Segment Start: Task inputs

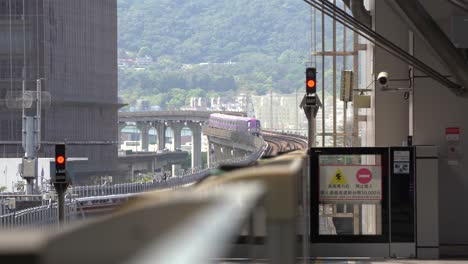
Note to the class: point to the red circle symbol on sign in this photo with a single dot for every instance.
(364, 176)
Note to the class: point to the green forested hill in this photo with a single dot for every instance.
(212, 46)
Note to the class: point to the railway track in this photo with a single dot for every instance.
(282, 143)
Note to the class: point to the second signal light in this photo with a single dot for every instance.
(311, 81)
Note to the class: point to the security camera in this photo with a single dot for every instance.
(383, 79)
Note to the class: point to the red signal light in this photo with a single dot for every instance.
(60, 159)
(311, 84)
(311, 81)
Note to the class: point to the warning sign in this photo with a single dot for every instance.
(342, 183)
(339, 178)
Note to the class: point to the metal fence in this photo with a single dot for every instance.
(41, 217)
(47, 215)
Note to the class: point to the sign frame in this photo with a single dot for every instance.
(315, 154)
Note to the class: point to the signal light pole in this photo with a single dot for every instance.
(311, 103)
(60, 179)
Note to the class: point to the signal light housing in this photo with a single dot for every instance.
(60, 163)
(311, 81)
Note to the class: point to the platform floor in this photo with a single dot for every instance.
(380, 261)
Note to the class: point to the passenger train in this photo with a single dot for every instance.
(235, 123)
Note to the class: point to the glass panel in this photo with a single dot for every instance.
(350, 195)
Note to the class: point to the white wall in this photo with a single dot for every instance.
(435, 108)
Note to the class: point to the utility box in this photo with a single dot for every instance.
(28, 168)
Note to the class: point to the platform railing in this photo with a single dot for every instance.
(46, 215)
(195, 228)
(190, 225)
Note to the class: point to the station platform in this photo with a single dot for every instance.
(368, 261)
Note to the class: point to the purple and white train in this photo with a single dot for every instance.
(235, 123)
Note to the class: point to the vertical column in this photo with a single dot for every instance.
(210, 153)
(196, 145)
(122, 125)
(144, 128)
(177, 129)
(161, 128)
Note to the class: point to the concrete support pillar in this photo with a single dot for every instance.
(122, 125)
(161, 129)
(177, 129)
(211, 153)
(196, 145)
(144, 131)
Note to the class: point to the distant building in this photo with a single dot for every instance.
(72, 46)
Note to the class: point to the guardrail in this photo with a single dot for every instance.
(155, 226)
(38, 217)
(139, 234)
(46, 215)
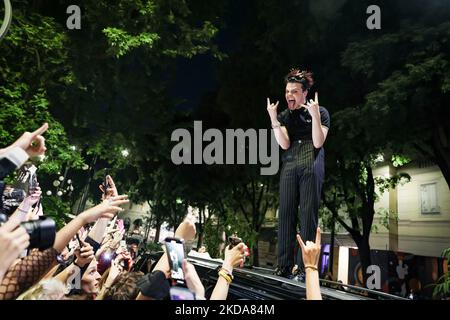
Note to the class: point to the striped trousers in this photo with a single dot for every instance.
(301, 181)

Segment End: Task inputs

Exercise requirements: Return every line above exactly, omitting images.

Result for this exercise:
Note to the class: point to the red circle symbol on sign in this photo with a single dot for every instance.
(364, 176)
Note to the class: point to the green forested hill in this photo with a single dot for every instance.
(212, 46)
Note to the class: point to the railway track in this photo with a single dot for every instance.
(282, 143)
Note to the class: point to the second signal light in this photo with a single dot for every instance.
(311, 81)
Note to the class: point to the security camera in this photo with a single dot for every instance.
(383, 79)
Note to the class: point to the red signal light in this photo with a single dot for every instance.
(60, 159)
(311, 84)
(311, 81)
Note to the class: point to the warning sign in this photo with a single dot for every instance.
(342, 183)
(339, 178)
Note to the class: point to the metal fence in this photo with a single dot for every instance.
(41, 217)
(47, 215)
Note to the class: point to the sign frame in this photo with a single dot for every instance.
(315, 154)
Note to the class: point to the signal light pole in this photo with a single dot for every instance.
(311, 103)
(60, 179)
Note to the class: point to the signal light housing in this photo with a single dot for every instance.
(60, 163)
(311, 81)
Note to the class: point to the platform floor in this photo with a single dot for every instance.
(380, 261)
Note to the class: point to the passenger train in this photo with a single dot for every instance.
(235, 123)
Note to the class: point to the glass panel in this photo with a single dot for every instance.
(350, 195)
Note to the class: point to the white wall in this photo with a single dot for every instance.
(435, 108)
Note to the class: point to the utility box in this photo with a single dot for every instance.
(28, 168)
Note to the class: point to the platform railing in this photo with a single dot for every instance.
(46, 215)
(195, 228)
(190, 225)
Note to the class: point to the station platform in this photo with a single dot for every instance.
(368, 261)
Note to the class: point to the purple and white train in this photo with a single dot for every instance.
(235, 123)
Note to the class: point to the vertical column in this photo with a single dot for every instance.
(210, 153)
(196, 145)
(122, 125)
(144, 128)
(177, 129)
(161, 128)
Note to the class: point to the concrete support pillar in this photo with a single dot for every instance.
(122, 125)
(161, 129)
(177, 129)
(211, 153)
(196, 145)
(144, 131)
Note to the class: point to the distant building in this photo with a single dot for every instance.
(72, 46)
Note to the class: point to the guardrail in this photo with a single dot for every instance.
(155, 226)
(38, 217)
(139, 234)
(46, 215)
Note to the class: point to the striped trousers in this photo with a single dot for every instance.
(301, 181)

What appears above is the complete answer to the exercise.